Reproduce every entry in the listing without alteration.

########

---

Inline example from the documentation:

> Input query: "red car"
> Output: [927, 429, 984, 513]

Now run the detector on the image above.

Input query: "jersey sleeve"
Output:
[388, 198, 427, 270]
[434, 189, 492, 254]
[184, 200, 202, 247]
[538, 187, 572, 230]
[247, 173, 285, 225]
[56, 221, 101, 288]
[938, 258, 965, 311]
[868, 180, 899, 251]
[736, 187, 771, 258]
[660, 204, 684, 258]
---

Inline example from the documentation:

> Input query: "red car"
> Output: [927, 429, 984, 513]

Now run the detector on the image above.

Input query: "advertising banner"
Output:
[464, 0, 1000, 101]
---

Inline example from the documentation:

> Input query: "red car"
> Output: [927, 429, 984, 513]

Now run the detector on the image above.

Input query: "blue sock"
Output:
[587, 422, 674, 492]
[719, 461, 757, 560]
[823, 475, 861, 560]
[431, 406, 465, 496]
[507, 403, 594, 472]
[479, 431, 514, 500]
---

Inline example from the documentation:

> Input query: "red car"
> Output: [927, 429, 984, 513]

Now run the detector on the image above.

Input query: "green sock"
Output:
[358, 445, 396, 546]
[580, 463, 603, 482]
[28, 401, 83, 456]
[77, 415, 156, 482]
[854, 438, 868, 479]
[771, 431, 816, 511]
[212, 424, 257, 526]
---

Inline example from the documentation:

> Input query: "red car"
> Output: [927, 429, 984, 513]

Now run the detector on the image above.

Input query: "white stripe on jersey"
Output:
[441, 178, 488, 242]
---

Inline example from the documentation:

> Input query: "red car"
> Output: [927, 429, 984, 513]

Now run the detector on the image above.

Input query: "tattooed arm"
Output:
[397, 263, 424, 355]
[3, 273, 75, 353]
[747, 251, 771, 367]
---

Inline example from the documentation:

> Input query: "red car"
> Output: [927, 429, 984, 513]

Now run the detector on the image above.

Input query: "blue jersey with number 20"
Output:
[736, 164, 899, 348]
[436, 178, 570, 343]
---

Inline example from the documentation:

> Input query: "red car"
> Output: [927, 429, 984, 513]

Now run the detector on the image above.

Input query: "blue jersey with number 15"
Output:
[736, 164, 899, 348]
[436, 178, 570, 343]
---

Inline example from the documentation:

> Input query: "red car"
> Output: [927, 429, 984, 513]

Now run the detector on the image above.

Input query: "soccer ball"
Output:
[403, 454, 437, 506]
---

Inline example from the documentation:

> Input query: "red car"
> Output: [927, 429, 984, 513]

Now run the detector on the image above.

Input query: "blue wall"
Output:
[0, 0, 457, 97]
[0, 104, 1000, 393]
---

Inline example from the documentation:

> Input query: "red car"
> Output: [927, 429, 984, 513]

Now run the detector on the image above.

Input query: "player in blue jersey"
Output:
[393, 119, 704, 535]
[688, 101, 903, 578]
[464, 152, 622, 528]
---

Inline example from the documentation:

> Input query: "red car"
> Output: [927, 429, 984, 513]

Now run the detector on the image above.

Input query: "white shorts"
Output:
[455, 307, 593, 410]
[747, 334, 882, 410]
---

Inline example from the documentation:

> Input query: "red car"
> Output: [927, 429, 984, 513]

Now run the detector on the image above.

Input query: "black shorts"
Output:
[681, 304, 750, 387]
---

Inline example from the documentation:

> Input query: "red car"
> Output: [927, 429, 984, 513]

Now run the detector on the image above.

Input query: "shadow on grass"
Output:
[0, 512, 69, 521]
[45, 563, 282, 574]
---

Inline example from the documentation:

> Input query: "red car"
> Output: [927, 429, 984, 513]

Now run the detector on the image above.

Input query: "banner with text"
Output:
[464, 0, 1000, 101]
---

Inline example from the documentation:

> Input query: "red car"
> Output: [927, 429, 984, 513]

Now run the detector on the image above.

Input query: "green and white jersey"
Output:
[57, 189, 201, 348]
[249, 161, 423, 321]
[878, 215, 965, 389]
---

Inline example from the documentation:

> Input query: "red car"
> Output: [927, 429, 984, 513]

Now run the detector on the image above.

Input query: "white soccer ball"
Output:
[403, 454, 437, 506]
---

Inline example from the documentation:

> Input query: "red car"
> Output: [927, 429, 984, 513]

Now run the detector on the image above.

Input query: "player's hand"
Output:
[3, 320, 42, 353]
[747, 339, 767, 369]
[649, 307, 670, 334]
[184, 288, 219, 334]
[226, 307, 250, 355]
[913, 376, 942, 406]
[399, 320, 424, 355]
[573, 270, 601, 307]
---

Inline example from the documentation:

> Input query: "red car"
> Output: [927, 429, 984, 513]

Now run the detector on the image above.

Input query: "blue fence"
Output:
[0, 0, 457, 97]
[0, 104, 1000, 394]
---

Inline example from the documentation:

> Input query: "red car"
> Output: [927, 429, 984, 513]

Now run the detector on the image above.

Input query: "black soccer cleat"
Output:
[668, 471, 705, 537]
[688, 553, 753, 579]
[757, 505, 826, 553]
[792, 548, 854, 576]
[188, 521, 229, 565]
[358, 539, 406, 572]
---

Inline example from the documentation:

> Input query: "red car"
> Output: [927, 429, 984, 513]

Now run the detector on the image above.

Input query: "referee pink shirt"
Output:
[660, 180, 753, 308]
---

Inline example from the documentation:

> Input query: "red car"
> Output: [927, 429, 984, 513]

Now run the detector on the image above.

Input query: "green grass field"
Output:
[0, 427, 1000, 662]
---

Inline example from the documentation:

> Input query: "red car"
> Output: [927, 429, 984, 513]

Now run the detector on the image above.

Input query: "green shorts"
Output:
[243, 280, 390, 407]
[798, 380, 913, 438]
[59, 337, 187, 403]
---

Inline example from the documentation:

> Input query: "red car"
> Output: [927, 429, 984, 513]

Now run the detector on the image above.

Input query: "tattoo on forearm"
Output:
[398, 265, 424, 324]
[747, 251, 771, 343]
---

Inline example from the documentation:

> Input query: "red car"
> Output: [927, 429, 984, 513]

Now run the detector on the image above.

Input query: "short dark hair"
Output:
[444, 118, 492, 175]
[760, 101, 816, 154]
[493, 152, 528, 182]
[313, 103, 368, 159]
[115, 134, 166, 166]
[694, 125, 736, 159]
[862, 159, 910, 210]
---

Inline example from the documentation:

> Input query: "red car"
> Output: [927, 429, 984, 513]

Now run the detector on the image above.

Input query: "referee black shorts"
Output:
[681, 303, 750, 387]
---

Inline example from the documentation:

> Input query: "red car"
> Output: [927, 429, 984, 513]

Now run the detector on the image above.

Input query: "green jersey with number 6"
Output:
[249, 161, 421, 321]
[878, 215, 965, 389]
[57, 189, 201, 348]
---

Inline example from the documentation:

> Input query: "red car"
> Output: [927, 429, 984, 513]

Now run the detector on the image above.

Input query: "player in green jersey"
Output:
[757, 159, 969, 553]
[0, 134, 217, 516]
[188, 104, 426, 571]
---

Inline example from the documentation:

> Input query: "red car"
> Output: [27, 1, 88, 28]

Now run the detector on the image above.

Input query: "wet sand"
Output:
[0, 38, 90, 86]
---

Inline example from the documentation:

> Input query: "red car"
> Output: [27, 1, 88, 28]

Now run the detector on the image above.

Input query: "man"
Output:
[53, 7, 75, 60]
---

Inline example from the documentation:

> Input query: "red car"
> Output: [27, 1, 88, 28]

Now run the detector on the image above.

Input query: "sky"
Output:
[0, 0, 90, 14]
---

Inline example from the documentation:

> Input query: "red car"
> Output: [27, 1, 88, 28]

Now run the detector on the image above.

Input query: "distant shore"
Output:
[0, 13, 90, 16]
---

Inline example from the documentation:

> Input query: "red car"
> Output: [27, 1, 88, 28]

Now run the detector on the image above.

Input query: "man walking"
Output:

########

WRITTEN SOLUTION:
---

Inline example from the documentation:

> Input query: "red car"
> Output: [927, 429, 984, 513]

Now run the detector on the image above.

Input query: "jersey sleeve"
Output:
[388, 198, 427, 270]
[434, 189, 492, 254]
[184, 200, 202, 247]
[538, 187, 572, 230]
[247, 173, 285, 225]
[56, 221, 101, 288]
[938, 258, 965, 311]
[868, 180, 899, 251]
[736, 187, 771, 258]
[660, 204, 684, 258]
---

Inline example from the documentation:

> Input query: "red car"
> Output: [927, 429, 984, 513]

Now run the detector on the image above.

Input query: "advertising banner"
Output:
[464, 0, 1000, 101]
---

Inline example from the documentation:

> Input query: "red car"
> Output: [927, 429, 984, 513]

Now run the detector on the image above.

Input query: "blue sock"
Output:
[587, 422, 674, 492]
[719, 461, 757, 560]
[823, 475, 861, 560]
[431, 406, 465, 496]
[507, 403, 594, 472]
[479, 431, 514, 500]
---

Inline example from the documentation:

> Input query: "red car"
> Output: [927, 429, 984, 513]

Now run the detector on the image above.

Input query: "green sock"
Output:
[358, 445, 396, 546]
[580, 463, 603, 482]
[28, 401, 83, 456]
[77, 415, 156, 482]
[854, 438, 868, 479]
[771, 431, 816, 511]
[212, 424, 257, 526]
---

Inline example from the documentation:

> Input query: "red car"
> Output: [927, 429, 984, 513]

Now run the detector on the image above.

Input query: "white stripe on jersey"
Output:
[441, 178, 488, 242]
---

Inline example from the documentation:

> Input query: "red car"
> Output: [927, 429, 984, 513]

Now run the detector on the image above.

Input query: "tattooed arm"
Output:
[397, 263, 424, 355]
[3, 273, 75, 353]
[747, 251, 771, 367]
---

Inline example from the documentation:

> Input query: "red car"
> Output: [927, 429, 984, 513]

Now run the detector on the image above.

Input query: "blue jersey with number 20"
Output:
[736, 164, 899, 348]
[436, 178, 570, 343]
---

Inline example from the documentation:

> Input query: "red car"
> Output: [927, 429, 984, 513]

Now run the detector on the image above.

Input query: "blue jersey with number 15"
Output:
[736, 164, 899, 348]
[436, 178, 570, 343]
---

Inline example from the documentation:

> Input query: "red car"
> Output: [927, 429, 984, 513]

Now run the detector on the image above.

Input query: "soccer ball"
Output:
[403, 454, 437, 506]
---

Inline example from the documentation:

> Input query: "red car"
> Output: [927, 429, 984, 513]

Now run the detector on the image above.

Input query: "blue wall"
Output:
[0, 0, 457, 97]
[0, 104, 1000, 393]
---

Inline example from the documentation:

> Input query: "red car"
> Output: [927, 429, 984, 513]

Now run the detector on the image above.

Input query: "player in blue jersey"
Output:
[393, 119, 704, 535]
[688, 101, 903, 578]
[464, 152, 622, 528]
---

Inline example from the documentation:

> Input query: "red car"
> Output: [927, 429, 984, 513]

Now run the detector on the image above.

Input query: "white shorts"
Output:
[455, 307, 593, 410]
[747, 334, 882, 410]
---

Inline example from the documentation:

> Input query: "red car"
> Output: [927, 429, 984, 513]

Now run the detector on the image above.

Input query: "black shorts"
Output:
[681, 304, 750, 387]
---

Inline example from the documentation:

> Input query: "red car"
> Output: [927, 429, 984, 513]

Now run the detector on the image above.

Input query: "shadow on grass"
Output:
[0, 512, 69, 521]
[45, 563, 282, 574]
---

Inline example from the documentation:

> Input query: "red car"
> Output: [927, 429, 984, 513]

Now run the detector on the image above.

Input query: "banner with text"
Output:
[464, 0, 1000, 101]
---

Inline example from the documentation:

> Input query: "red car"
> Output: [927, 429, 984, 513]

Now run the detector on the image above.

Input query: "green and white jersey"
Output:
[57, 189, 201, 348]
[249, 161, 423, 321]
[878, 215, 965, 389]
---

Inline example from the documentation:

> Input query: "red car"
> Output: [927, 429, 984, 513]

Now run the detector on the image above.

Input query: "white soccer ball"
Output:
[403, 454, 437, 506]
---

Inline example from the documentation:

> Input query: "red car"
> Output: [927, 429, 984, 513]

Now run the detector on the image above.

Input query: "player's hand"
Output:
[3, 320, 42, 353]
[747, 339, 767, 369]
[649, 307, 670, 334]
[184, 288, 219, 334]
[226, 307, 250, 355]
[913, 376, 942, 406]
[399, 320, 424, 355]
[573, 270, 601, 307]
---

Inline example from the documentation:

> Input query: "red car"
> Output: [927, 429, 984, 513]

Now run the detector on the image above.

Input query: "blue fence"
Output:
[0, 0, 457, 97]
[0, 104, 1000, 394]
---

Inline example from the documentation:

> Input query: "red car"
> Output: [927, 429, 984, 513]

Now run the detector on the image above.

Input query: "black soccer cleat"
Output:
[668, 471, 705, 537]
[688, 553, 753, 579]
[757, 505, 826, 553]
[792, 548, 854, 576]
[188, 521, 229, 565]
[358, 539, 406, 572]
---

Inline example from the documentation:

> Input query: "red car"
> Output: [927, 429, 984, 513]

Now run the detector on the image above.

Input query: "referee pink shirt"
Output:
[660, 180, 753, 308]
---

Inline example from the documentation:

> Input query: "red car"
> Output: [927, 429, 984, 513]

Now run the detector on the image above.

Input query: "green grass field"
Output:
[0, 427, 1000, 662]
---

Inline example from the documentation:

> Input query: "red car"
> Output: [927, 429, 984, 513]

Now run the detector on the image above.

Input query: "green shorts"
Output:
[243, 280, 390, 407]
[798, 380, 913, 438]
[59, 337, 187, 403]
---

Inline example from the documentation:

> Input query: "red car"
> Output: [927, 429, 984, 513]

Now run the detector on the image above.

Input query: "tattoo on forearm"
Output:
[398, 265, 424, 324]
[747, 251, 771, 343]
---

Inline example from the documentation:

> Input query: "red car"
> Output: [927, 429, 984, 513]

Now run the detector on the image above.

Input query: "short dark hair"
Output:
[444, 118, 492, 175]
[760, 101, 816, 154]
[493, 152, 528, 182]
[313, 103, 368, 159]
[115, 134, 166, 166]
[694, 125, 736, 159]
[862, 159, 910, 210]
---

Inline example from the documentation:

> Input query: "red car"
> Output: [927, 429, 984, 513]

Now run the detector on the image above.

Input query: "referee black shorts"
Output:
[681, 303, 750, 387]
---

Inline example from the documentation:

> Input query: "red car"
> Output: [927, 429, 984, 513]

Now run the detector on the image above.

Input query: "green jersey with number 6"
Output:
[249, 161, 421, 321]
[878, 215, 965, 389]
[57, 189, 201, 348]
---

Inline example from the documentation:

> Input query: "red car"
> Output: [927, 429, 984, 513]

Now run the detector on the image above.

Input query: "player in green jersey"
Output:
[757, 159, 969, 553]
[0, 134, 217, 516]
[188, 104, 426, 571]
---

Inline example from the documentation:

> Input query: "red car"
> Output: [27, 1, 88, 28]

Now run the detector on the image above.

Input query: "wet sand"
Output:
[0, 38, 90, 86]
---

Inline example from the documentation:

> Input query: "red car"
> Output: [27, 1, 88, 28]

Now run the detector on the image above.

Input query: "man"
Output:
[53, 7, 75, 60]
---

Inline example from the documentation:

> Input query: "red car"
> Output: [27, 1, 88, 28]

Now run the detector on the image above.

Input query: "sky"
Output:
[0, 0, 90, 14]
---

Inline example from the documentation:

> Input query: "red car"
> Output: [27, 1, 88, 28]

Now run the detector on the image above.

Input query: "distant shore"
Output:
[0, 13, 90, 16]
---

Inline example from the documentation:

> Input query: "red car"
> Output: [27, 1, 88, 28]

Now run the detector on the image above.

Input query: "man walking"
Output:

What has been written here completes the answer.